--- Begin Material provided ---
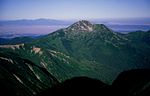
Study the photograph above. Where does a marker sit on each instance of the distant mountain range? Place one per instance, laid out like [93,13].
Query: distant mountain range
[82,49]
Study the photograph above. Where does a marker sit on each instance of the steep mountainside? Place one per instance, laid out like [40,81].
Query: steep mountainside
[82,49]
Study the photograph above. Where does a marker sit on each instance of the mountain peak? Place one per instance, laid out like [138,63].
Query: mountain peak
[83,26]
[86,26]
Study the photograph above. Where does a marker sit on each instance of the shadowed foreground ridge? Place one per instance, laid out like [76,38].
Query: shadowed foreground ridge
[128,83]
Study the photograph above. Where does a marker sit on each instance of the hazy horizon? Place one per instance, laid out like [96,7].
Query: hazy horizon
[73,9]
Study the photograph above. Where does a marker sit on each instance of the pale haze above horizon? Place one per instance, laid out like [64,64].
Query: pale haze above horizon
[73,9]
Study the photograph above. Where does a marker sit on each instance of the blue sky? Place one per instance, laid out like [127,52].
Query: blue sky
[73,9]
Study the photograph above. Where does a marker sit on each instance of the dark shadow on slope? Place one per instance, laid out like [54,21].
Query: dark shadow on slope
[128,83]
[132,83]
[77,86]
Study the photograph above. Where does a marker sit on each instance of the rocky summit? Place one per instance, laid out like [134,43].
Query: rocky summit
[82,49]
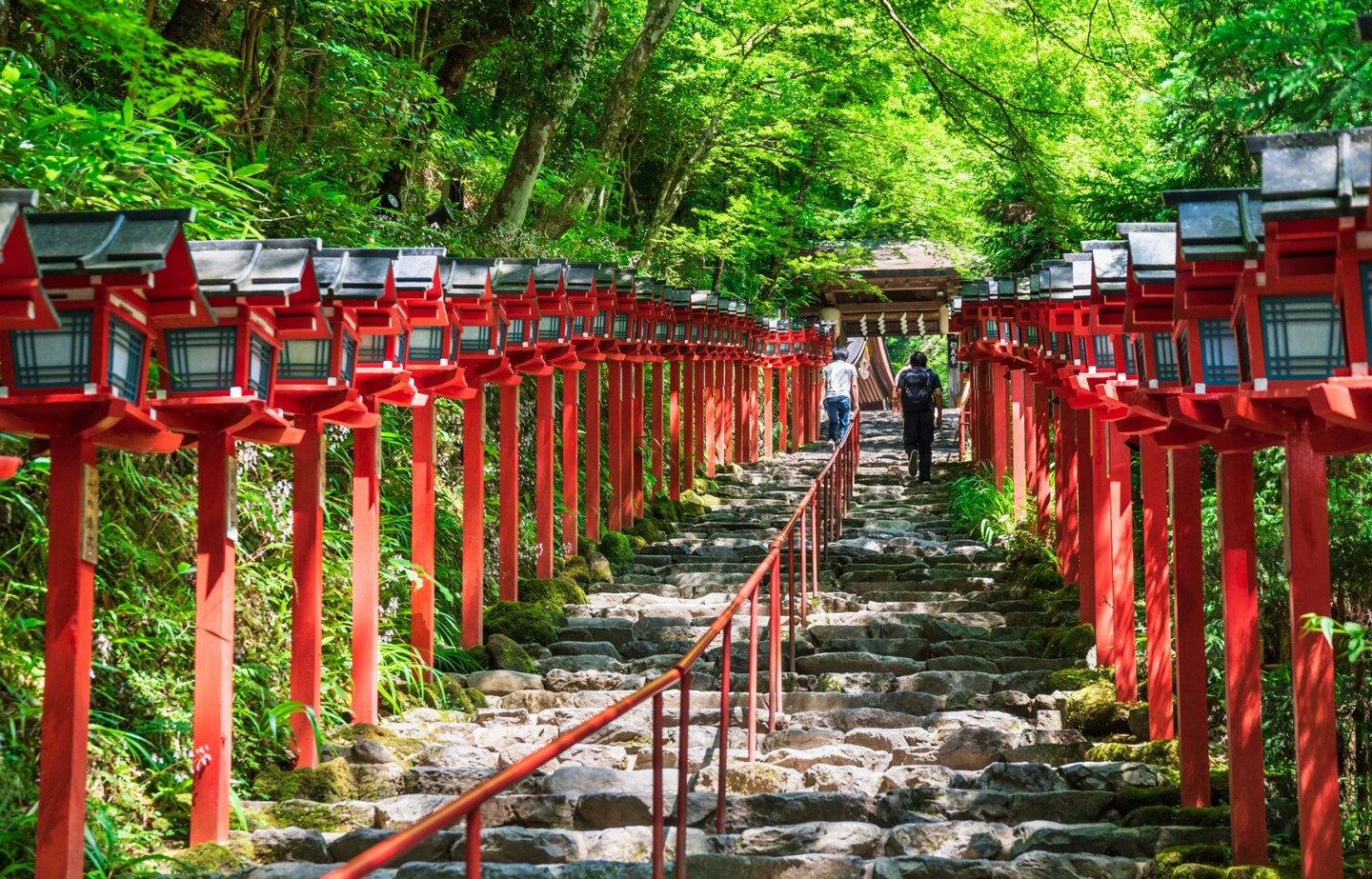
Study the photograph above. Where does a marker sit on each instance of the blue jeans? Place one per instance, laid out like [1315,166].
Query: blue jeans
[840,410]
--- End Material provided ---
**To do:** Rewrite everything from the line containing "out like [127,52]." down to the end of the records, requests included, and raise every coordinate in the answers by 126 while leaving the sample coordinates in the requests unchanged. Leave the pictures out of your answer.

**Response:**
Study the photograph above. Where does a marker sit on each instance of the blue sky? Place one per instance, laid out like [127,52].
Query: blue sky
[199,135]
Study the photograph above. Where does a marker sit on each instance of the dark shadow on slope? Place one per instance, laid out like [54,21].
Query: dark shadow on slope
[254,209]
[258,209]
[203,212]
Study the photograph above. Where does a marker sit on each instance of the rocky summit? Place one per instance, laid out like [134,43].
Query: rocky summit
[208,175]
Study the photograph above. Where does a marker sit on each instance of the blue jeans? Place one per instance, laid out like [1315,166].
Query: blue jeans
[966,536]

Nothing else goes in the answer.